• _What the task asks_: Recast the records below as a numbered list, omitting blank lines and covering only the lines from the one containing "Find the bell" through the end of the records, inclusive.

A series of records:
========

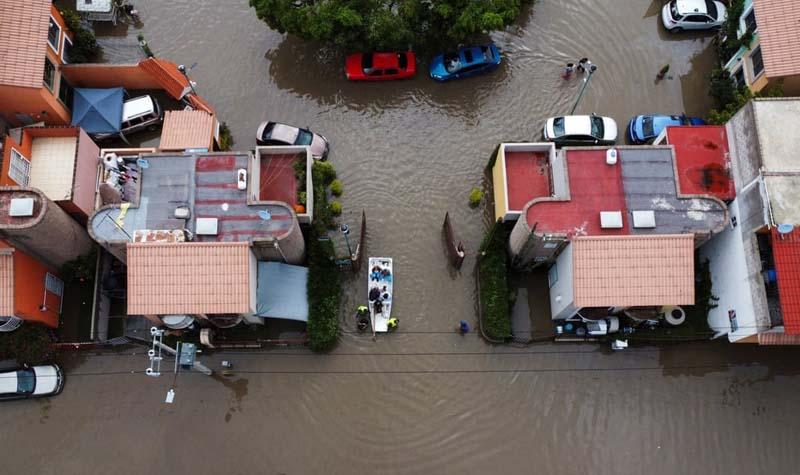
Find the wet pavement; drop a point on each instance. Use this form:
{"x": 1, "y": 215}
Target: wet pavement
{"x": 424, "y": 400}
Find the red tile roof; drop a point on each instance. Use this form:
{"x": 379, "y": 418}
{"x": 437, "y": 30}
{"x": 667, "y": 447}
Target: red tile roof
{"x": 6, "y": 282}
{"x": 703, "y": 160}
{"x": 629, "y": 271}
{"x": 527, "y": 177}
{"x": 775, "y": 339}
{"x": 187, "y": 129}
{"x": 779, "y": 30}
{"x": 594, "y": 187}
{"x": 188, "y": 278}
{"x": 167, "y": 75}
{"x": 786, "y": 251}
{"x": 23, "y": 41}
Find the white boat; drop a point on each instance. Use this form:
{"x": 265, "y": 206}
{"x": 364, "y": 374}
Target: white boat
{"x": 380, "y": 292}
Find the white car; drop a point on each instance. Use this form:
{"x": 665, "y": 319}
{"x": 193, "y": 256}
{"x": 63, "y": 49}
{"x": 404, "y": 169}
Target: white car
{"x": 275, "y": 133}
{"x": 581, "y": 130}
{"x": 679, "y": 15}
{"x": 28, "y": 382}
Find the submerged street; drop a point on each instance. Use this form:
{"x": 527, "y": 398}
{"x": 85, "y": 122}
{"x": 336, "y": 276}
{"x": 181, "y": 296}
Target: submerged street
{"x": 423, "y": 400}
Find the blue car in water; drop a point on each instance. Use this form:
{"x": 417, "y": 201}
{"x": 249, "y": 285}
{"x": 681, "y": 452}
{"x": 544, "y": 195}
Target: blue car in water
{"x": 645, "y": 128}
{"x": 467, "y": 61}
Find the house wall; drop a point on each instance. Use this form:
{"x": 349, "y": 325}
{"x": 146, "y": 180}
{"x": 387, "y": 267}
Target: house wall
{"x": 744, "y": 146}
{"x": 499, "y": 184}
{"x": 129, "y": 76}
{"x": 85, "y": 179}
{"x": 562, "y": 301}
{"x": 789, "y": 84}
{"x": 38, "y": 103}
{"x": 29, "y": 291}
{"x": 733, "y": 283}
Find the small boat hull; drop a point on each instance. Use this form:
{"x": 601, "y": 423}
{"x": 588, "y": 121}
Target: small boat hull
{"x": 380, "y": 292}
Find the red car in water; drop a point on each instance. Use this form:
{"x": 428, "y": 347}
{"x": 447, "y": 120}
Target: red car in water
{"x": 380, "y": 66}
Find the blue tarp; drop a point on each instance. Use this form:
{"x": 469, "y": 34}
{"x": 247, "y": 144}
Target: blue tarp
{"x": 98, "y": 111}
{"x": 282, "y": 291}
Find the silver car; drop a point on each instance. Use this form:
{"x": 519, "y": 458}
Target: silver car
{"x": 679, "y": 15}
{"x": 30, "y": 382}
{"x": 275, "y": 133}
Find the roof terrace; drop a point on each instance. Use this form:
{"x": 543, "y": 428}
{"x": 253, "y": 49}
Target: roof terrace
{"x": 637, "y": 194}
{"x": 205, "y": 194}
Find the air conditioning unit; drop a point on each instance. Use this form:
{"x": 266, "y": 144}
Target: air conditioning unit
{"x": 611, "y": 219}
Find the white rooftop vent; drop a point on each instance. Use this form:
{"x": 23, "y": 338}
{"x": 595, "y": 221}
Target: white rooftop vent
{"x": 21, "y": 207}
{"x": 611, "y": 219}
{"x": 644, "y": 219}
{"x": 206, "y": 227}
{"x": 611, "y": 156}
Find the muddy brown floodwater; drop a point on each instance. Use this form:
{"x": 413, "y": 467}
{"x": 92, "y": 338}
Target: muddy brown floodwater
{"x": 424, "y": 400}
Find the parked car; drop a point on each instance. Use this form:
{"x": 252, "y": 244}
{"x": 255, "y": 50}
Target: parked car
{"x": 581, "y": 130}
{"x": 679, "y": 15}
{"x": 467, "y": 61}
{"x": 139, "y": 113}
{"x": 275, "y": 133}
{"x": 30, "y": 382}
{"x": 380, "y": 66}
{"x": 644, "y": 128}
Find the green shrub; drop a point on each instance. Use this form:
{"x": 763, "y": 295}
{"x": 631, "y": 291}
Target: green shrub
{"x": 29, "y": 344}
{"x": 475, "y": 197}
{"x": 84, "y": 44}
{"x": 324, "y": 289}
{"x": 337, "y": 188}
{"x": 492, "y": 272}
{"x": 336, "y": 208}
{"x": 225, "y": 137}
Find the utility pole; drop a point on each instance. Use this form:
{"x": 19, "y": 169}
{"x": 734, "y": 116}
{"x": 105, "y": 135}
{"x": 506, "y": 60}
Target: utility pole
{"x": 590, "y": 68}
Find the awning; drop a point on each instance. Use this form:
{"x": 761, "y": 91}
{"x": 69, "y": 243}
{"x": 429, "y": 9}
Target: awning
{"x": 98, "y": 111}
{"x": 282, "y": 291}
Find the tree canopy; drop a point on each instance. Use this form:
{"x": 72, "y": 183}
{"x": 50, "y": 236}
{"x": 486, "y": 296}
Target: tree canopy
{"x": 387, "y": 25}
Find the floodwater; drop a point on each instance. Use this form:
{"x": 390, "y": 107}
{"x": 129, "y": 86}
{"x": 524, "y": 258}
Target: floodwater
{"x": 424, "y": 400}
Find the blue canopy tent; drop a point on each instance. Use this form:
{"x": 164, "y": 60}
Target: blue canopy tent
{"x": 281, "y": 291}
{"x": 98, "y": 111}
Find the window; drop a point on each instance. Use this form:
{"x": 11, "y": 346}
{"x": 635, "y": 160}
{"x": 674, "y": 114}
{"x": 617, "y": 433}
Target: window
{"x": 54, "y": 34}
{"x": 49, "y": 73}
{"x": 65, "y": 93}
{"x": 757, "y": 61}
{"x": 711, "y": 9}
{"x": 552, "y": 275}
{"x": 673, "y": 9}
{"x": 19, "y": 169}
{"x": 738, "y": 78}
{"x": 734, "y": 321}
{"x": 66, "y": 50}
{"x": 750, "y": 21}
{"x": 598, "y": 130}
{"x": 558, "y": 126}
{"x": 54, "y": 285}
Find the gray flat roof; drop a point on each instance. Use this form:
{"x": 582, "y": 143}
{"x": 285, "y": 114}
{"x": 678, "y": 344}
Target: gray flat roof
{"x": 649, "y": 184}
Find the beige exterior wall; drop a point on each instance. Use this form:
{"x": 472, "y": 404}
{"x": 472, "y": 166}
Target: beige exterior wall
{"x": 499, "y": 185}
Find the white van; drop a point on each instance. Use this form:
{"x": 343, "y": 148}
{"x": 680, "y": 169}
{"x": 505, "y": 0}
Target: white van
{"x": 139, "y": 113}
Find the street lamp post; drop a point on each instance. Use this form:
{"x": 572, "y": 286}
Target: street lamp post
{"x": 346, "y": 231}
{"x": 592, "y": 68}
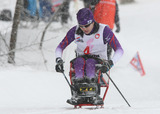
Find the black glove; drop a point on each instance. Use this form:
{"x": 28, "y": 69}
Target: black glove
{"x": 106, "y": 66}
{"x": 59, "y": 65}
{"x": 117, "y": 28}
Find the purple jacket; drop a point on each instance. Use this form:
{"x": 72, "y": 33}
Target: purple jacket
{"x": 108, "y": 37}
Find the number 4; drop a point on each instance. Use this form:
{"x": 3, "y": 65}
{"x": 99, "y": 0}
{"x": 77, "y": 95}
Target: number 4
{"x": 86, "y": 50}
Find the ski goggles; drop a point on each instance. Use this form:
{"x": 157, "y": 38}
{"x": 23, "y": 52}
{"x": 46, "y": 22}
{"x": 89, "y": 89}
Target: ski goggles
{"x": 85, "y": 26}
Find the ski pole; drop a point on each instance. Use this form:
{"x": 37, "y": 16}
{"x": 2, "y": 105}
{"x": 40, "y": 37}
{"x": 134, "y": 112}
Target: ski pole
{"x": 118, "y": 90}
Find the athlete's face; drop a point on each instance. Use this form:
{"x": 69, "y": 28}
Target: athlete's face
{"x": 87, "y": 28}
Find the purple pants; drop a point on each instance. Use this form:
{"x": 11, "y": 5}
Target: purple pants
{"x": 80, "y": 64}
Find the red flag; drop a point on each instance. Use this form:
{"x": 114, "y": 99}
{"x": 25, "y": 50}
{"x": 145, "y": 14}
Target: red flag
{"x": 137, "y": 64}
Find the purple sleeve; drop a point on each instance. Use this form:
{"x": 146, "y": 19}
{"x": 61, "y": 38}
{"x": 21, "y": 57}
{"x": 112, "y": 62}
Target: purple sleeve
{"x": 110, "y": 38}
{"x": 70, "y": 37}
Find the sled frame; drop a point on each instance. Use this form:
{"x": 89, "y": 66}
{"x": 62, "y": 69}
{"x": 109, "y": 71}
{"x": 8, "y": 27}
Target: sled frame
{"x": 100, "y": 80}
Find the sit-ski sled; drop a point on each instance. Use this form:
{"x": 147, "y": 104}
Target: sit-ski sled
{"x": 103, "y": 82}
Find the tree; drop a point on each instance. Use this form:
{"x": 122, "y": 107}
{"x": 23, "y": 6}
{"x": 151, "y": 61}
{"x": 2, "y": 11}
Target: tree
{"x": 13, "y": 38}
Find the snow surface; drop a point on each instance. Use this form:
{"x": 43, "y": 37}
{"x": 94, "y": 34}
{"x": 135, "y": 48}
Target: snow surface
{"x": 33, "y": 87}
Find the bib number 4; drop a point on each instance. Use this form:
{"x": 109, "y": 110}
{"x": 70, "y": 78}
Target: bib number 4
{"x": 86, "y": 50}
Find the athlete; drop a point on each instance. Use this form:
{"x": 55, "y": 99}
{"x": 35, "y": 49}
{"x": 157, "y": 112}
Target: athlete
{"x": 92, "y": 39}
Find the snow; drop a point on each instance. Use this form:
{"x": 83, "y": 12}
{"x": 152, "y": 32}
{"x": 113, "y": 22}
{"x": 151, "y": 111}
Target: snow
{"x": 33, "y": 87}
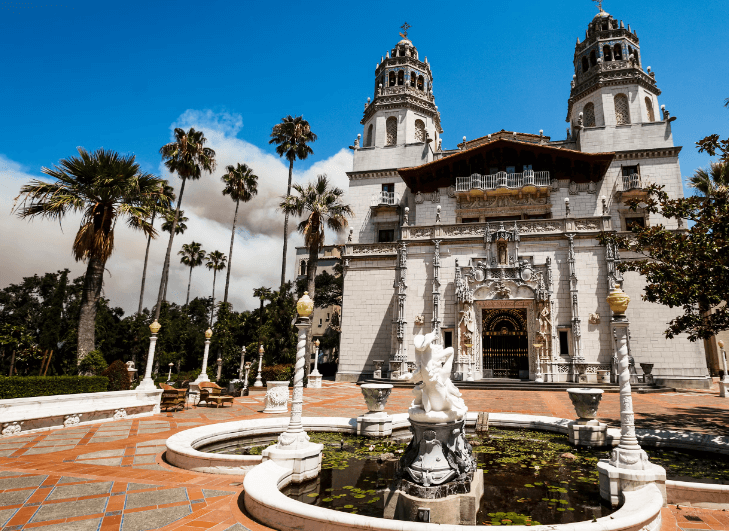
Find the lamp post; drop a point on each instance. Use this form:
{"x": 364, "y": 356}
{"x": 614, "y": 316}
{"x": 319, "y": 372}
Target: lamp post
{"x": 259, "y": 382}
{"x": 148, "y": 384}
{"x": 204, "y": 373}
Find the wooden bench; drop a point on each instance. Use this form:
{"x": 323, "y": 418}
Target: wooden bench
{"x": 211, "y": 393}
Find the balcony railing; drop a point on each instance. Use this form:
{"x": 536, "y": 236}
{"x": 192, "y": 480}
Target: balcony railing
{"x": 502, "y": 180}
{"x": 632, "y": 182}
{"x": 384, "y": 198}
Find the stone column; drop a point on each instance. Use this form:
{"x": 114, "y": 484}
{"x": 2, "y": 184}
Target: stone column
{"x": 148, "y": 384}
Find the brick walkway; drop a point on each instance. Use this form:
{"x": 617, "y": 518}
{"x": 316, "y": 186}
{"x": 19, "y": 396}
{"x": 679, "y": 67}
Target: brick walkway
{"x": 112, "y": 476}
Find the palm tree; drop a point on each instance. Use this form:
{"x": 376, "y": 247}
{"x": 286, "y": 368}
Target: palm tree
{"x": 323, "y": 208}
{"x": 241, "y": 185}
{"x": 187, "y": 157}
{"x": 105, "y": 187}
{"x": 292, "y": 136}
{"x": 161, "y": 203}
{"x": 216, "y": 262}
{"x": 707, "y": 181}
{"x": 192, "y": 256}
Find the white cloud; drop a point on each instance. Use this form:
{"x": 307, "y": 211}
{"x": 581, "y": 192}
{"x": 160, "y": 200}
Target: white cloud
{"x": 40, "y": 246}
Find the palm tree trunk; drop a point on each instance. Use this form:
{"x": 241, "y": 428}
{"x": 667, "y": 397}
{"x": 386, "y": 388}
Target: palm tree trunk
{"x": 87, "y": 318}
{"x": 166, "y": 267}
{"x": 286, "y": 226}
{"x": 230, "y": 254}
{"x": 212, "y": 310}
{"x": 144, "y": 271}
{"x": 189, "y": 281}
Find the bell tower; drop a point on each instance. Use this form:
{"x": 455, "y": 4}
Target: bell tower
{"x": 401, "y": 121}
{"x": 613, "y": 99}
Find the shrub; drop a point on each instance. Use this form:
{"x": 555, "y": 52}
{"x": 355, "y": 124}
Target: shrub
{"x": 118, "y": 376}
{"x": 25, "y": 386}
{"x": 93, "y": 364}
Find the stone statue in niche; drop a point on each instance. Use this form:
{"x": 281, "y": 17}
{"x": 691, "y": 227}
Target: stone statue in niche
{"x": 436, "y": 398}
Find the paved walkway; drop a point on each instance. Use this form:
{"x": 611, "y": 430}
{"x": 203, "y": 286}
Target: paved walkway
{"x": 112, "y": 476}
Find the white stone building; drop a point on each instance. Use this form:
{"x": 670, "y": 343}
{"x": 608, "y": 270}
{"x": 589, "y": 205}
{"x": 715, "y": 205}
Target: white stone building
{"x": 494, "y": 244}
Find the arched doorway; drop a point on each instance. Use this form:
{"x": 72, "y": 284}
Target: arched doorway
{"x": 505, "y": 343}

========

• _Output of the task_:
1. Find the bell tower; drop a point on each instance. Use this form:
2. {"x": 455, "y": 4}
3. Target: bell tower
4. {"x": 401, "y": 121}
5. {"x": 613, "y": 99}
6. Find the shrub; drop a point on each instance. Use this form:
7. {"x": 555, "y": 52}
8. {"x": 355, "y": 124}
9. Target: shrub
10. {"x": 118, "y": 376}
11. {"x": 25, "y": 386}
12. {"x": 93, "y": 364}
13. Find the stone statue in niche; drop a point on each instance. Use this form:
14. {"x": 281, "y": 17}
15. {"x": 691, "y": 227}
16. Target: stone statue in niche
17. {"x": 436, "y": 398}
18. Find the paved walkway; drop a point on each instance. Use this form:
19. {"x": 611, "y": 430}
20. {"x": 203, "y": 286}
21. Target: paved walkway
22. {"x": 112, "y": 476}
23. Find the white stone building; drop a point on each instance. Use this form:
24. {"x": 670, "y": 343}
25. {"x": 608, "y": 270}
26. {"x": 589, "y": 205}
27. {"x": 715, "y": 205}
28. Target: white stone building
29. {"x": 494, "y": 244}
30. Find the arched doorway; drop a point on each instance. Use this form:
31. {"x": 72, "y": 284}
32. Target: arched doorway
33. {"x": 505, "y": 343}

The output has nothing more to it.